++++ PROVIDED TEXT ++++

Machine comprehension of text is one of the ultimate goals of natural language processing. While the ability of a machine to understand text can be assessed in many different ways, in recent years, several benchmark datasets have been created to focus on answering questions as a way to evaluate machine comprehension (Richardson et al., 2013; Hermann et al., 2015; Hill et al., 2016; Weston et al., 2016; Rajpurkar et al., 2016). In this setup, typically the machine is first presented with a piece of text such as a news article or a story. The machine is then expected to answer one or multiple questions related to the text.
In most of the benchmark datasets, a question can be treated as a multiple choice question, whose correct answer is to be chosen from a set of provided candidate answers (Richardson et al., 2013; Hill et al., 2016). Presumably, questions with more given candidate answers are more challenging. The Stanford Question Answering Dataset (SQuAD) introduced recently by Rajpurkar et al. (2016) contains such more challenging questions whose correct answers can be any sequence of tokens from the given text. Moreover, unlike some other datasets whose questions and answers were created automatically in Cloze style (Hermann et al., 2015; Hill et al., 2016), the questions and answers in SQuAD were created by humans through crowdsourcing, which makes the dataset more realistic. Given these advantages of the SQuAD dataset, in this paper, we focus on this new dataset to study machine comprehension of text. A sample piece of text and three of its associated questions are shown in Table 1.

++++

→ **PROBLEMS**
A - Update the passage on machine comprehension from "Machine comprehension of text is" through "to the text.", writing "blog post" wherever "news article" appears.
B - According to the passage on machine comprehension, how were the questions and answers in SQuAD created?

++++ STORED RECORDS ++++

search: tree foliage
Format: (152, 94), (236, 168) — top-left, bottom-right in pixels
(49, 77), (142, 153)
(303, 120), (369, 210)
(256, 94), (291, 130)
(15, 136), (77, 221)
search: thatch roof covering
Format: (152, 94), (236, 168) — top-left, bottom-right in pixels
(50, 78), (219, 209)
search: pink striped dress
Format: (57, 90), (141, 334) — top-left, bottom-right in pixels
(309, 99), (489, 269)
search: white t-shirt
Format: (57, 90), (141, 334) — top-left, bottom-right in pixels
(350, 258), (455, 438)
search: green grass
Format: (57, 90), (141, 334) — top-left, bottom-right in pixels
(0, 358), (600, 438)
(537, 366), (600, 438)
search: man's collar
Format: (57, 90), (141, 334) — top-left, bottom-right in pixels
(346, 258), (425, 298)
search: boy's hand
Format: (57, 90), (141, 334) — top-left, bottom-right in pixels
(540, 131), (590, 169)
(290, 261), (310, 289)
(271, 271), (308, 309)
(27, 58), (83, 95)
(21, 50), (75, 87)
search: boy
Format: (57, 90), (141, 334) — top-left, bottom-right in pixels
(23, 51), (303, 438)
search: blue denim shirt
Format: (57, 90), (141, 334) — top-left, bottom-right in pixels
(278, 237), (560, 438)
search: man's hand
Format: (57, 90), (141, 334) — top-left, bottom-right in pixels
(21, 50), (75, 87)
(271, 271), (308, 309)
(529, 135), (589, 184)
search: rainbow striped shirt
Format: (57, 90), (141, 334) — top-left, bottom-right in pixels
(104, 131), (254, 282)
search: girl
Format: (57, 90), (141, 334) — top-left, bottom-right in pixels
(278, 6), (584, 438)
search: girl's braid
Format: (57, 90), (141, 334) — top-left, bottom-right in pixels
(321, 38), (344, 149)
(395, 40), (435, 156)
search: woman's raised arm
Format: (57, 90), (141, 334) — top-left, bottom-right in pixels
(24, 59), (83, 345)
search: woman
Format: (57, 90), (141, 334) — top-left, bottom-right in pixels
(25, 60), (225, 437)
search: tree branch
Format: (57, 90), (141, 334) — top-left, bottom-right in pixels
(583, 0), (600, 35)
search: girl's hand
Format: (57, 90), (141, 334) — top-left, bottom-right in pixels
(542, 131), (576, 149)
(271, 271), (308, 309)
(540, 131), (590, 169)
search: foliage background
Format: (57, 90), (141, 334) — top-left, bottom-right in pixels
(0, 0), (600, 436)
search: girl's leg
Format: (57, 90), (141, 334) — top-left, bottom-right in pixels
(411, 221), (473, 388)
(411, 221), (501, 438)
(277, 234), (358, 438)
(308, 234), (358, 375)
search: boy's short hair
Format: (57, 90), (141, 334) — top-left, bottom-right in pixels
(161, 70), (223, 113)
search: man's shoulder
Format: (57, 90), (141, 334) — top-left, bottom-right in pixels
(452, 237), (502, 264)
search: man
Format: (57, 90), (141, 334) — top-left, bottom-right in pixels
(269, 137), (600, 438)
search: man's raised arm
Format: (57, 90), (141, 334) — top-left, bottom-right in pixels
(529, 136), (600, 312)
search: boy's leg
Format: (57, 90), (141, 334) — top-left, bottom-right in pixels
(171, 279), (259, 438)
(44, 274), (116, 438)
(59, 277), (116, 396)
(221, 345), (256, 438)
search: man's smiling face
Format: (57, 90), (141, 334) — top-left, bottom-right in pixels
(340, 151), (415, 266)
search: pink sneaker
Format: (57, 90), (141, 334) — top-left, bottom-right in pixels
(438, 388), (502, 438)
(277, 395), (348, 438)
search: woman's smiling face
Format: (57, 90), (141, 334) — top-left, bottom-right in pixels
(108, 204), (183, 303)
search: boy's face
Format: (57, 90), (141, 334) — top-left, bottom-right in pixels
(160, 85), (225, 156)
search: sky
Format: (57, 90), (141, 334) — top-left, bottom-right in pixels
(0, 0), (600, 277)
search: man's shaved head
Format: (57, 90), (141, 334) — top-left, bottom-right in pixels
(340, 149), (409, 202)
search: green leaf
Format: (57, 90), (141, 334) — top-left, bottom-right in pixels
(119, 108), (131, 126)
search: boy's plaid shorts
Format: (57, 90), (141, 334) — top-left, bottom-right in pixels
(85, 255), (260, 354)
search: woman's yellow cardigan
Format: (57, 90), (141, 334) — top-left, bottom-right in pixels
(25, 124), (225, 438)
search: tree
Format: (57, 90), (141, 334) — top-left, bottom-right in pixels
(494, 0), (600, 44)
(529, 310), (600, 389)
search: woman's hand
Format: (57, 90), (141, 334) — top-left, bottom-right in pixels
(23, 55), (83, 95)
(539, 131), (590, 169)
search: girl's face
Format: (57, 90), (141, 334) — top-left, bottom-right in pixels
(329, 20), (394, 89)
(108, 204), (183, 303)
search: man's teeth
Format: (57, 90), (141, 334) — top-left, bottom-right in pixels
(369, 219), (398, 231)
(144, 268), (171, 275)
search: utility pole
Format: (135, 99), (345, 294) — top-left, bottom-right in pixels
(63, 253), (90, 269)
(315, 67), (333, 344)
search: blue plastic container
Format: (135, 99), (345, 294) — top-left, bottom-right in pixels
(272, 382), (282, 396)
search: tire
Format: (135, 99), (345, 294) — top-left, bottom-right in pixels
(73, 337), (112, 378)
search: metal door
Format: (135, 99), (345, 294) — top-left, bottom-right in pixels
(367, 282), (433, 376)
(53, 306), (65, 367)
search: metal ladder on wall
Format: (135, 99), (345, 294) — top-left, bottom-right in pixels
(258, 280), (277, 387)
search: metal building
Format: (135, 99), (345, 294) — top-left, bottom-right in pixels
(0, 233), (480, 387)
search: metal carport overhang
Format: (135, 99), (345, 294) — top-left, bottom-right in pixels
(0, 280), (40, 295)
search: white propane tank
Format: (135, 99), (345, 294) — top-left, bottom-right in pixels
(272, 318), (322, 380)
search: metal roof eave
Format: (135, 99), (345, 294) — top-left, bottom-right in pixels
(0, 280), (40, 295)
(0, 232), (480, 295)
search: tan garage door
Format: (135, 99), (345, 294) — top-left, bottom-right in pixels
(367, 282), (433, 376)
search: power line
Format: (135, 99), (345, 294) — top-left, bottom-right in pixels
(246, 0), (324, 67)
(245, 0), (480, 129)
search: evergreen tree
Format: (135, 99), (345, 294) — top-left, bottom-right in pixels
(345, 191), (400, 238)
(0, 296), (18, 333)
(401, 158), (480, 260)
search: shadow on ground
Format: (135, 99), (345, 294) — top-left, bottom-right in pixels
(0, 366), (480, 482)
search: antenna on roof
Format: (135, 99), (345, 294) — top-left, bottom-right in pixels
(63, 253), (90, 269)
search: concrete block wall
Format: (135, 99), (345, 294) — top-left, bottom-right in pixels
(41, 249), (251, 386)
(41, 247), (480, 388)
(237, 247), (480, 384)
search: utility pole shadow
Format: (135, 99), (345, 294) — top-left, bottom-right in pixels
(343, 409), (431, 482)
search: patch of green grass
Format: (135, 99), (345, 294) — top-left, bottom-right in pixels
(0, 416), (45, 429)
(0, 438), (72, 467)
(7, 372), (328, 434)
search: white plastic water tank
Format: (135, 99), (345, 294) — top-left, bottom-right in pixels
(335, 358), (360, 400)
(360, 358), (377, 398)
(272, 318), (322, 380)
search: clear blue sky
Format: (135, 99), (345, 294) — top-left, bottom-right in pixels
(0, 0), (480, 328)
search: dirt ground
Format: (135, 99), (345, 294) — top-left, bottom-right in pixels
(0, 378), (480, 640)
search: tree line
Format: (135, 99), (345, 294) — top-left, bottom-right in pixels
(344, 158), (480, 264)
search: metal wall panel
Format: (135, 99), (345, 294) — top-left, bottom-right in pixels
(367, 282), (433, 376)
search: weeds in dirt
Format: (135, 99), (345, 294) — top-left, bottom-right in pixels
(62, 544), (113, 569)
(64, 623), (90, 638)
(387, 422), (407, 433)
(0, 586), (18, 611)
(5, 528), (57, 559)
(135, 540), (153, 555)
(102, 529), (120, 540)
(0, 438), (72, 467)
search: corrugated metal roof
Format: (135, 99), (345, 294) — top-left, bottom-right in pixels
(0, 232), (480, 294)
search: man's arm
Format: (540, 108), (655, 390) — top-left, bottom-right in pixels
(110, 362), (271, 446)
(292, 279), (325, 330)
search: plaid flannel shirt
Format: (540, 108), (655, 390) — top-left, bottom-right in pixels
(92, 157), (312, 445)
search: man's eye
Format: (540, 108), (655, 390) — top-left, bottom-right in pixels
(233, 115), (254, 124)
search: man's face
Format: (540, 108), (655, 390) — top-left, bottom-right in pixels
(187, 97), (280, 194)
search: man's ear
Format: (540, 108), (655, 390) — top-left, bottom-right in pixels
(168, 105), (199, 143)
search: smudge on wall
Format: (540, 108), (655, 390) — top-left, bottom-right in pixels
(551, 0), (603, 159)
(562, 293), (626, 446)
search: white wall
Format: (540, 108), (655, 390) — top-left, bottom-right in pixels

++++

→ **RESPONSE LIST**
A -
Machine comprehension of text is one of the ultimate goals of natural language processing. While the ability of a machine to understand text can be assessed in many different ways, in recent years, several benchmark datasets have been created to focus on answering questions as a way to evaluate machine comprehension (Richardson et al., 2013; Hermann et al., 2015; Hill et al., 2016; Weston et al., 2016; Rajpurkar et al., 2016). In this setup, typically the machine is first presented with a piece of text such as a blog post or a story. The machine is then expected to answer one or multiple questions related to the text.

B - They were created by humans through crowdsourcing.